Exercise goal - Your answer is the lines below, exactly, from the one that contains "column 521, row 107" through the one that contains "column 134, row 349", both included.

━━━━━ Information shown ━━━━━

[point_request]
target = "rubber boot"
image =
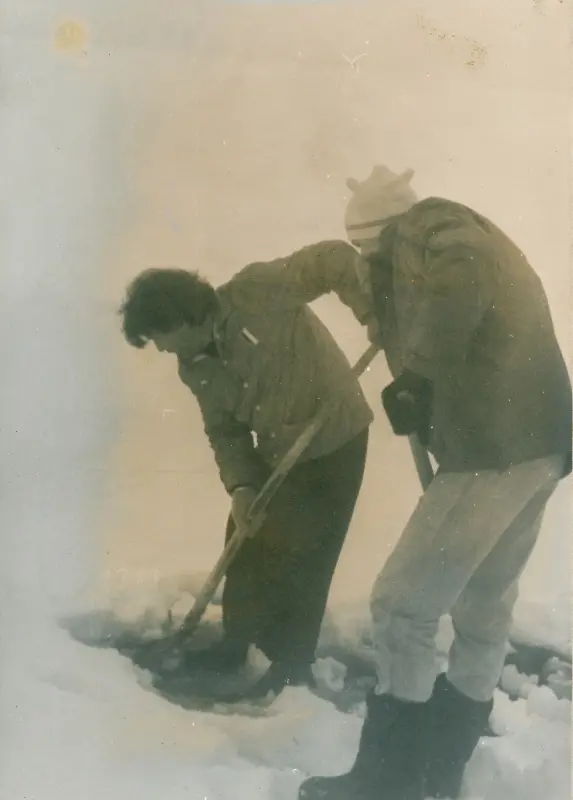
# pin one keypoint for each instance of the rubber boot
(390, 760)
(456, 725)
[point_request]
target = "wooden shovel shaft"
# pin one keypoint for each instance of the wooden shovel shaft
(260, 503)
(422, 462)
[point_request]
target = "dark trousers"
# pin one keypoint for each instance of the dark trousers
(276, 591)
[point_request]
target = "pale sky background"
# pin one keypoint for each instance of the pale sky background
(207, 135)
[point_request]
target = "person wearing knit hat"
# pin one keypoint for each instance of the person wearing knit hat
(479, 376)
(374, 202)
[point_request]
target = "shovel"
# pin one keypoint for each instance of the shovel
(166, 653)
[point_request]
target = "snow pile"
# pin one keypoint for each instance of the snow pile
(84, 722)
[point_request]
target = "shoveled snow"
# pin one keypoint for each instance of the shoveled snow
(84, 722)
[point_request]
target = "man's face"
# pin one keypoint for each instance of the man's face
(185, 341)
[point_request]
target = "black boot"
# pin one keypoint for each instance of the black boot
(456, 725)
(390, 760)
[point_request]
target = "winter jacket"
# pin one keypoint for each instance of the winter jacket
(460, 305)
(276, 364)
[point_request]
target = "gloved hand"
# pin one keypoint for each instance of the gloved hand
(408, 405)
(241, 502)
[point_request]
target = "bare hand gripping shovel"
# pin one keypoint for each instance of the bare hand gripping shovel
(166, 654)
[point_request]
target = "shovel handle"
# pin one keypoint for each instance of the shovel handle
(260, 503)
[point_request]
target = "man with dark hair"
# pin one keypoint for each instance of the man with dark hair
(479, 376)
(259, 361)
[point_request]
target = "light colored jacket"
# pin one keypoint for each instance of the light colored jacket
(276, 363)
(460, 305)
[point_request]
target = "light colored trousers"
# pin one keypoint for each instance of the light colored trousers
(461, 553)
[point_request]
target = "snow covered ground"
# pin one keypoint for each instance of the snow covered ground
(83, 722)
(134, 136)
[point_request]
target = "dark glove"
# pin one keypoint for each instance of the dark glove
(408, 405)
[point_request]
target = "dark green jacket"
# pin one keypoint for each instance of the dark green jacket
(276, 363)
(460, 304)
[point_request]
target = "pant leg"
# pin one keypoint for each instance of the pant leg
(457, 523)
(483, 612)
(310, 523)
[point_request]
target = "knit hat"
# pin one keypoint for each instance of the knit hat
(374, 201)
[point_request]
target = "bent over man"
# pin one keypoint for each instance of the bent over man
(480, 378)
(259, 361)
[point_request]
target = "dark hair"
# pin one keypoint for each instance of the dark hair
(161, 300)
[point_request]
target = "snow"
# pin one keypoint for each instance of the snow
(88, 722)
(107, 154)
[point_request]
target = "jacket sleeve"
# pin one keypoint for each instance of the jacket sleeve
(231, 441)
(306, 275)
(452, 298)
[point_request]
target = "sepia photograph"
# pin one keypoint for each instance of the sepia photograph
(286, 410)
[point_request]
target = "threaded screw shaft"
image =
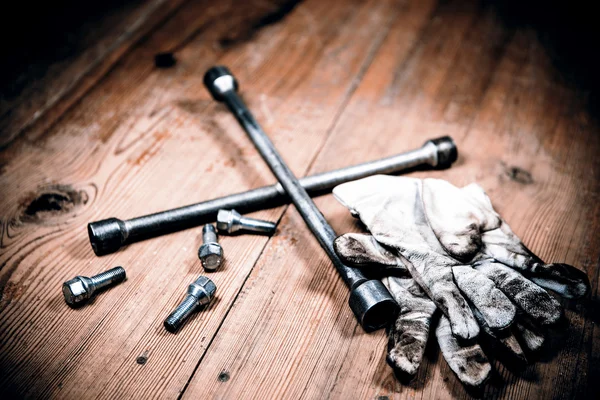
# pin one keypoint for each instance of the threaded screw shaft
(200, 293)
(80, 289)
(209, 234)
(108, 278)
(181, 313)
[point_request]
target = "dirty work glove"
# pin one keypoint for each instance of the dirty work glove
(407, 337)
(456, 246)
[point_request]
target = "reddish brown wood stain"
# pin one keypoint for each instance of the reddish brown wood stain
(334, 83)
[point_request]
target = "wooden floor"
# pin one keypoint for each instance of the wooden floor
(334, 83)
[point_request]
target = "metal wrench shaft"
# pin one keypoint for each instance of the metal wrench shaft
(109, 235)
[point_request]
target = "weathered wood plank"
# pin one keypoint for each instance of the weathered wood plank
(333, 83)
(519, 131)
(145, 140)
(47, 94)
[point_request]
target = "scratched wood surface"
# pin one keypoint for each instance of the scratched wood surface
(334, 83)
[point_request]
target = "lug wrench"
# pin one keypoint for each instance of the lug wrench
(371, 302)
(109, 235)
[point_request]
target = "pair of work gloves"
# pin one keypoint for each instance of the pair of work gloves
(439, 247)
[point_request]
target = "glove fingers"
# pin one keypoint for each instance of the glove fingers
(494, 307)
(447, 297)
(408, 336)
(456, 218)
(469, 363)
(532, 299)
(564, 279)
(530, 336)
(505, 247)
(505, 340)
(363, 250)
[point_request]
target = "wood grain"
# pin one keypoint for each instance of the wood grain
(333, 83)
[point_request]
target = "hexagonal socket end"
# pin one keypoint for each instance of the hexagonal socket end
(77, 291)
(219, 80)
(211, 256)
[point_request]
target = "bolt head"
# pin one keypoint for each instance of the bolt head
(211, 256)
(76, 291)
(202, 289)
(228, 221)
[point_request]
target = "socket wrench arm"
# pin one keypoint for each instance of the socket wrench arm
(109, 235)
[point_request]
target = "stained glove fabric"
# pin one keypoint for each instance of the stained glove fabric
(456, 246)
(408, 336)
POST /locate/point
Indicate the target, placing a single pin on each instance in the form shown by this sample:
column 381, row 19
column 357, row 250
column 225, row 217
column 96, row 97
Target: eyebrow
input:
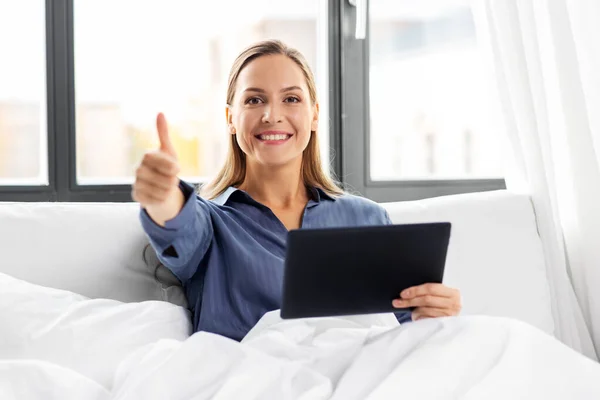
column 259, row 90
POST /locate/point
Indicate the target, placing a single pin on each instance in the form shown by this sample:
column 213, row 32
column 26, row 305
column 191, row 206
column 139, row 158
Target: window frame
column 356, row 143
column 349, row 135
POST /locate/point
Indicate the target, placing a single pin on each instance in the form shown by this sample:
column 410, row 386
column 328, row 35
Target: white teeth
column 274, row 137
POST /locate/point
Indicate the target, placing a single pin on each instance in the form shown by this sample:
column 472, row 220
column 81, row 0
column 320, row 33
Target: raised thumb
column 163, row 135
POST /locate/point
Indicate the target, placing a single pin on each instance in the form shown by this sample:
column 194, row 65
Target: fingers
column 147, row 194
column 163, row 136
column 155, row 179
column 434, row 289
column 161, row 163
column 430, row 312
column 424, row 301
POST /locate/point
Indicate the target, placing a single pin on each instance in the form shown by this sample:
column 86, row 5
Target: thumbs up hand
column 156, row 185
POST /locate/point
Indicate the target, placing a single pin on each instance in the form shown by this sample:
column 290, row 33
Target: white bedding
column 368, row 357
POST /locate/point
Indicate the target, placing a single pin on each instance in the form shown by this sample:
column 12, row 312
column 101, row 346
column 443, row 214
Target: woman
column 227, row 247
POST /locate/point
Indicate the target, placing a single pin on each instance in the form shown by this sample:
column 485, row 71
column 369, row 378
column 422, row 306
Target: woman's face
column 271, row 113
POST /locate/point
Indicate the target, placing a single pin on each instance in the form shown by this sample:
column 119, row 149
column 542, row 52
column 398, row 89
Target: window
column 23, row 133
column 404, row 111
column 175, row 58
column 421, row 125
column 426, row 90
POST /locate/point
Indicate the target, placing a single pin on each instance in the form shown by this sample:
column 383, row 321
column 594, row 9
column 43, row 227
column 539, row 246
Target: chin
column 280, row 161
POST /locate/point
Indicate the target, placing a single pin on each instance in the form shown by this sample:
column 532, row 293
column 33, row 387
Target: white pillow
column 495, row 255
column 90, row 336
column 96, row 249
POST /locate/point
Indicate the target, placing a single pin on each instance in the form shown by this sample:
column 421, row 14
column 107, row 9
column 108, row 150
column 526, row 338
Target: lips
column 274, row 136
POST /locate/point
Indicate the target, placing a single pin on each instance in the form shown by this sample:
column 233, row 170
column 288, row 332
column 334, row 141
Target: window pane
column 23, row 126
column 430, row 109
column 174, row 57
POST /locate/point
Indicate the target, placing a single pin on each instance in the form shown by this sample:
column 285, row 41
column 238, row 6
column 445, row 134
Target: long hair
column 233, row 171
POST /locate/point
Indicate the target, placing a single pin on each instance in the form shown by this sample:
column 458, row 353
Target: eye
column 253, row 100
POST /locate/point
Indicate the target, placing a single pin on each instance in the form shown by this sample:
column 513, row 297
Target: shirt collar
column 317, row 195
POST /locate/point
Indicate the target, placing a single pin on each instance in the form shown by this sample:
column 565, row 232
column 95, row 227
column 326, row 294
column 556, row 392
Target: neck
column 280, row 187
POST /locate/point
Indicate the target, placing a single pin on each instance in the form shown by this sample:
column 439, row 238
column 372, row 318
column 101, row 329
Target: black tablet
column 350, row 271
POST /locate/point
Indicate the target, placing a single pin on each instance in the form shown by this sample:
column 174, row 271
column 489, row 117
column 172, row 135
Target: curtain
column 545, row 67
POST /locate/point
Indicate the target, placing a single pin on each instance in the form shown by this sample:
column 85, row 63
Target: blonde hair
column 233, row 171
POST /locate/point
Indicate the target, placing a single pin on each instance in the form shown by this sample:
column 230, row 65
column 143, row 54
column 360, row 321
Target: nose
column 272, row 115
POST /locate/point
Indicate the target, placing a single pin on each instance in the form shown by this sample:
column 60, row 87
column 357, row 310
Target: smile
column 274, row 137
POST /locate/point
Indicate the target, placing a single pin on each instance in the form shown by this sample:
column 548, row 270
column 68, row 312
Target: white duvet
column 56, row 345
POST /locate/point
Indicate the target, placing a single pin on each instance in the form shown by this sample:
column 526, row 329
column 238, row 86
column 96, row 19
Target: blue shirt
column 229, row 252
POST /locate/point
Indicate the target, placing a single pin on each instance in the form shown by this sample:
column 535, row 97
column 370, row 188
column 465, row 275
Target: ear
column 229, row 118
column 315, row 121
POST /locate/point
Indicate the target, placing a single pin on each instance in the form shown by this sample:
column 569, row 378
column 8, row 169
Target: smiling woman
column 228, row 246
column 271, row 100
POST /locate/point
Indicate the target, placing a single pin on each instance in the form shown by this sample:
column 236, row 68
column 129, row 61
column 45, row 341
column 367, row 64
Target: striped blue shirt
column 229, row 252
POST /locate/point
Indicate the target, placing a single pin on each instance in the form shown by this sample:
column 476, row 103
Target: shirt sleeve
column 182, row 243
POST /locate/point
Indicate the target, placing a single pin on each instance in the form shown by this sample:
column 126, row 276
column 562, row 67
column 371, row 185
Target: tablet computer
column 359, row 270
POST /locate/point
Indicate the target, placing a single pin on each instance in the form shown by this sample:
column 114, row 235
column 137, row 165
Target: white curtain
column 545, row 65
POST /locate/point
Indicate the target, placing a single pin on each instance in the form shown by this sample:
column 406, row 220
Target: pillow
column 495, row 256
column 90, row 336
column 96, row 249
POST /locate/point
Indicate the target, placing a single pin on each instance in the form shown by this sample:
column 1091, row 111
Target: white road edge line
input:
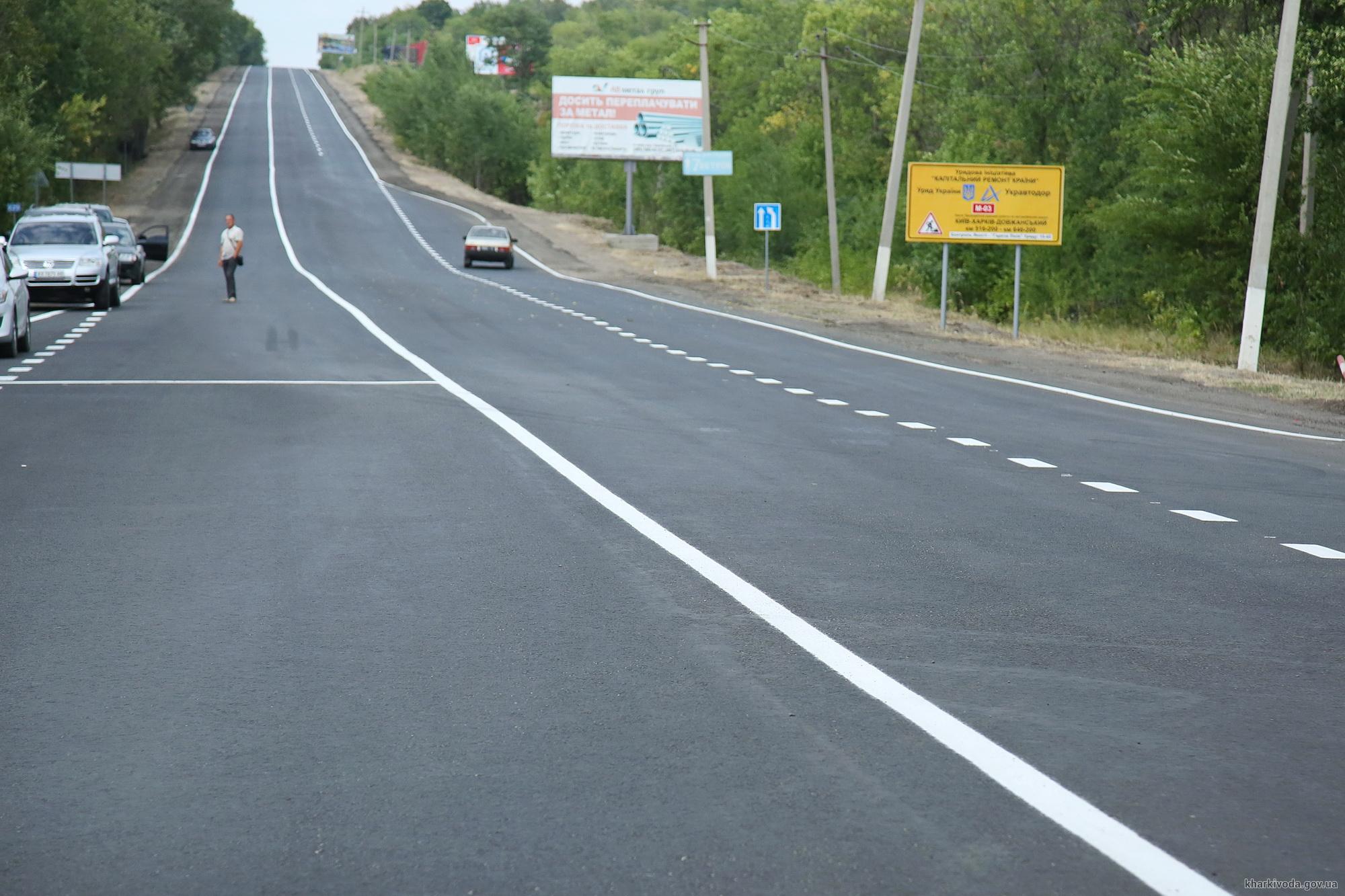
column 1143, row 858
column 879, row 353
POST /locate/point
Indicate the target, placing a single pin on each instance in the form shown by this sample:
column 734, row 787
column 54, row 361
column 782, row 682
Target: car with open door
column 488, row 243
column 131, row 255
column 15, row 322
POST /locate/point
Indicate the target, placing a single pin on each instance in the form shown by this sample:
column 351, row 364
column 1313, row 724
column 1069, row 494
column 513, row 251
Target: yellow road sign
column 1012, row 205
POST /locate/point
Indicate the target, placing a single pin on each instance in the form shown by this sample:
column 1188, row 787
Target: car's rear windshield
column 46, row 233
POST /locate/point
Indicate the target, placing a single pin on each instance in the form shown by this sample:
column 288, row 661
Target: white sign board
column 88, row 171
column 490, row 56
column 644, row 119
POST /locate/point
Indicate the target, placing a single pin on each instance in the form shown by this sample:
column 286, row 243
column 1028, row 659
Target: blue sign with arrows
column 766, row 216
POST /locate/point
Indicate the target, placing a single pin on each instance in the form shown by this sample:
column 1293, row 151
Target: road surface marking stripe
column 1319, row 551
column 1108, row 486
column 1203, row 516
column 1143, row 858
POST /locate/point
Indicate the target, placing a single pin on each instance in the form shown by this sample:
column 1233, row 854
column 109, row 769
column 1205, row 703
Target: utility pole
column 899, row 149
column 711, row 266
column 1254, row 307
column 1309, row 190
column 832, row 171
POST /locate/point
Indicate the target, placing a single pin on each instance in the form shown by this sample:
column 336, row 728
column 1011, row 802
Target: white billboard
column 490, row 56
column 644, row 119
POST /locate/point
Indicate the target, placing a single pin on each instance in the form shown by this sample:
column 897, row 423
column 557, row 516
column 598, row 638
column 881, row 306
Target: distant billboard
column 341, row 45
column 490, row 56
column 644, row 119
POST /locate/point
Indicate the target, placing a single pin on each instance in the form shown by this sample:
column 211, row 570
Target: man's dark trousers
column 231, row 267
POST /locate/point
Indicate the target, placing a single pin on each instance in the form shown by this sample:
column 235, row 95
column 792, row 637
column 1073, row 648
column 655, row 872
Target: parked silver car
column 15, row 323
column 71, row 257
column 131, row 256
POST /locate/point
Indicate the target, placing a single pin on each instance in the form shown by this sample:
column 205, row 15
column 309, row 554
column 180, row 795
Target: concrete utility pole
column 1309, row 190
column 899, row 149
column 1254, row 307
column 711, row 267
column 832, row 174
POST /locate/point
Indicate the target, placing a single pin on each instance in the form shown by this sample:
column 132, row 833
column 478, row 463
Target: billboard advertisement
column 342, row 45
column 642, row 119
column 490, row 56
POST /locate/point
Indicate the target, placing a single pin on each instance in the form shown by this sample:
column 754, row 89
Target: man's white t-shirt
column 231, row 239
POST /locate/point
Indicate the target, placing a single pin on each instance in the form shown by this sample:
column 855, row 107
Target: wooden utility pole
column 711, row 267
column 832, row 175
column 899, row 149
column 1254, row 307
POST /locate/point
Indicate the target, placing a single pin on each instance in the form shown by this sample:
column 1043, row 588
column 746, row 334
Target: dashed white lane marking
column 303, row 111
column 1108, row 486
column 1319, row 551
column 1114, row 840
column 1203, row 516
column 1034, row 463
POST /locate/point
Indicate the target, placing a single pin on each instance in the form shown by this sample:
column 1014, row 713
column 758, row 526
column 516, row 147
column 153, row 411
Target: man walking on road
column 231, row 255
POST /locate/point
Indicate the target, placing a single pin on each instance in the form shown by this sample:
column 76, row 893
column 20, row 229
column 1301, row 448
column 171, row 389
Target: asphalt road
column 440, row 585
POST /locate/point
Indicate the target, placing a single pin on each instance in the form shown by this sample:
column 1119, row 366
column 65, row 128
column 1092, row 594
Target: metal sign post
column 766, row 217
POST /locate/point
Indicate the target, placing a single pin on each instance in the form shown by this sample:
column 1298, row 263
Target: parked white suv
column 71, row 257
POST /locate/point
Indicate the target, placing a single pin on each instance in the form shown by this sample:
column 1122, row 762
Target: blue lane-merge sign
column 766, row 216
column 714, row 163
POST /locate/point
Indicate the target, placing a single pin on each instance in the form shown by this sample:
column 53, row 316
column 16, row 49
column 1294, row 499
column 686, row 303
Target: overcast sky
column 291, row 28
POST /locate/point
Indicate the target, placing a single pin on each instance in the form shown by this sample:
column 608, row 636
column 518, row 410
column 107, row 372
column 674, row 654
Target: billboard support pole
column 899, row 149
column 944, row 291
column 711, row 268
column 630, row 198
column 1017, row 283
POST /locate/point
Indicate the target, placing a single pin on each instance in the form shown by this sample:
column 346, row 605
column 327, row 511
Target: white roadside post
column 899, row 149
column 711, row 267
column 1254, row 307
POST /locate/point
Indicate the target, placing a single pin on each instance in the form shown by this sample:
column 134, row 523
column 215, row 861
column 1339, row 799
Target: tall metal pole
column 832, row 175
column 1309, row 190
column 899, row 149
column 711, row 267
column 1254, row 307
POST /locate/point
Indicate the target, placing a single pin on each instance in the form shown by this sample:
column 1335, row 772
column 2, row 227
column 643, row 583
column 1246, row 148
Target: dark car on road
column 486, row 243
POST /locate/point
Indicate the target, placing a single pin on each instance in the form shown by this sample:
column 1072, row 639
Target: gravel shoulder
column 575, row 245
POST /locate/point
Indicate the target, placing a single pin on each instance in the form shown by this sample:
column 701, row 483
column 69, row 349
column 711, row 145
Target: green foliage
column 87, row 80
column 1157, row 110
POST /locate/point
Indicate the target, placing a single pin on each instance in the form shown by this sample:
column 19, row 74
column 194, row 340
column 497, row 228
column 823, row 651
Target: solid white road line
column 1319, row 551
column 1108, row 486
column 1143, row 858
column 1032, row 462
column 228, row 382
column 1203, row 516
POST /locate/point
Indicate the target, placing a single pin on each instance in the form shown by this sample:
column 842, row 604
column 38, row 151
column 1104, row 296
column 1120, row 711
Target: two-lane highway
column 396, row 577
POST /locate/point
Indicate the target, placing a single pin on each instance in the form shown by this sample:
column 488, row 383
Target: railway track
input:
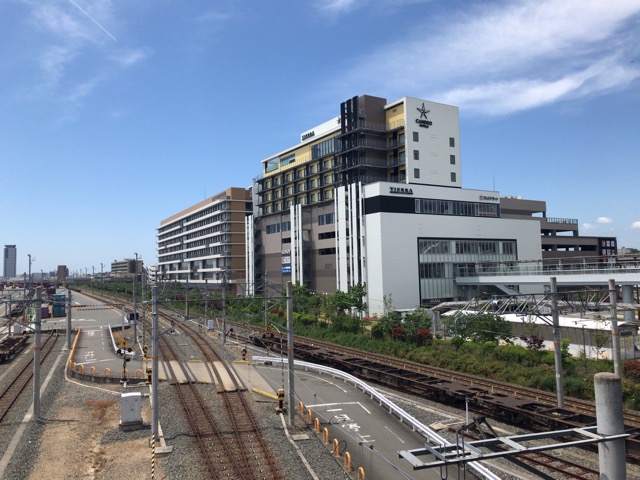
column 519, row 406
column 11, row 393
column 231, row 443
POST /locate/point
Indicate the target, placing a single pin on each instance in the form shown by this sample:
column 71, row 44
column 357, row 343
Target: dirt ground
column 77, row 445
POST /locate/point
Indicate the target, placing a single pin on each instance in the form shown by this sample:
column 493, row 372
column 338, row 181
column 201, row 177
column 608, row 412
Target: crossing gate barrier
column 347, row 461
column 336, row 447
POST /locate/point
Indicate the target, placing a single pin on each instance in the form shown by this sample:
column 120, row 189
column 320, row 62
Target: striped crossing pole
column 153, row 457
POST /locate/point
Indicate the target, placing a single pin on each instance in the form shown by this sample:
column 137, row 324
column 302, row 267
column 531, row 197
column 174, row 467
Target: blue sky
column 115, row 114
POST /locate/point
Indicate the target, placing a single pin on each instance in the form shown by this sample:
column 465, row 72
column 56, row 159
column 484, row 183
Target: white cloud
column 337, row 5
column 504, row 57
column 127, row 58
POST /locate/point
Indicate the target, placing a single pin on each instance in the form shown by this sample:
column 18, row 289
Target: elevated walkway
column 576, row 277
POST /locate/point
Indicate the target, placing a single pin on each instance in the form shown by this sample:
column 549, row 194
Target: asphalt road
column 367, row 431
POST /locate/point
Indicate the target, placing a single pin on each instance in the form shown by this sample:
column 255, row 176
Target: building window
column 324, row 236
column 273, row 228
column 326, row 219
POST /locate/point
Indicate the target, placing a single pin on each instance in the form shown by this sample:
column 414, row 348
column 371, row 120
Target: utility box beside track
column 130, row 411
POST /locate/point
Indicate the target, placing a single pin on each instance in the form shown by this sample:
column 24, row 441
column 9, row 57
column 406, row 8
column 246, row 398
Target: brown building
column 561, row 239
column 205, row 243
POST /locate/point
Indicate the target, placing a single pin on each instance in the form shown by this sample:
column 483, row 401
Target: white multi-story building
column 374, row 196
column 205, row 243
column 10, row 258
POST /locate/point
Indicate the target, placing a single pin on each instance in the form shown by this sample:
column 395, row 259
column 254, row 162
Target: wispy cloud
column 338, row 5
column 88, row 15
column 79, row 51
column 509, row 56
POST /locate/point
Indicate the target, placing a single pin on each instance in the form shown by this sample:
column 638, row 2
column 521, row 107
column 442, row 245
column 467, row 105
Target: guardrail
column 402, row 415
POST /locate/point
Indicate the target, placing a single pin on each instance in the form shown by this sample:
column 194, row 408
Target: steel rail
column 12, row 392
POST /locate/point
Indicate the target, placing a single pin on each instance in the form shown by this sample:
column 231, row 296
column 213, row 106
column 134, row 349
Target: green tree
column 484, row 328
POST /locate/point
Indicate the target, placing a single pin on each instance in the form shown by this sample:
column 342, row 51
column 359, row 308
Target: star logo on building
column 423, row 111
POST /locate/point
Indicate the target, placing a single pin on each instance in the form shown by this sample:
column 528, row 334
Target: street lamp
column 135, row 301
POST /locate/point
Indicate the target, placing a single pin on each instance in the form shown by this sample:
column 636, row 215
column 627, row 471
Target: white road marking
column 388, row 430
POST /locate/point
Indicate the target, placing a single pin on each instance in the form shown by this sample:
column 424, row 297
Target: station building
column 374, row 196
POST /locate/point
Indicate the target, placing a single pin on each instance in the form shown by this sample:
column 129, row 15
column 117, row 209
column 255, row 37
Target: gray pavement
column 95, row 347
column 372, row 436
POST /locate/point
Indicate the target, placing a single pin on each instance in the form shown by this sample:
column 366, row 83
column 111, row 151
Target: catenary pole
column 36, row 355
column 154, row 362
column 557, row 350
column 290, row 353
column 615, row 334
column 68, row 319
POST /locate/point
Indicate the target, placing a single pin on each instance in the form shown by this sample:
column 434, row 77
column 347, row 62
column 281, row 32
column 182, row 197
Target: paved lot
column 372, row 436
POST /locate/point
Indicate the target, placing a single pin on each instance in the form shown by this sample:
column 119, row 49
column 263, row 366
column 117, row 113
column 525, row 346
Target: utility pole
column 155, row 338
column 36, row 355
column 615, row 334
column 186, row 301
column 266, row 302
column 292, row 398
column 68, row 319
column 224, row 307
column 557, row 351
column 135, row 303
column 206, row 299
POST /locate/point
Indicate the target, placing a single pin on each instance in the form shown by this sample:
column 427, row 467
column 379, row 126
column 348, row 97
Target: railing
column 589, row 267
column 402, row 415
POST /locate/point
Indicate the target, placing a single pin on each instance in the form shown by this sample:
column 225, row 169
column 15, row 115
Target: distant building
column 125, row 268
column 205, row 243
column 561, row 239
column 62, row 273
column 10, row 255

━━━━━

Written response -
column 521, row 107
column 442, row 245
column 467, row 105
Target: guardrail
column 402, row 415
POST /locate/point
Indicate the target, placing a single pin on each instance in the form shown by this sample:
column 194, row 408
Target: steel rail
column 12, row 392
POST /locate/point
Indicate the target, placing a single pin on each instance in the form shown by this sample:
column 231, row 296
column 213, row 106
column 134, row 349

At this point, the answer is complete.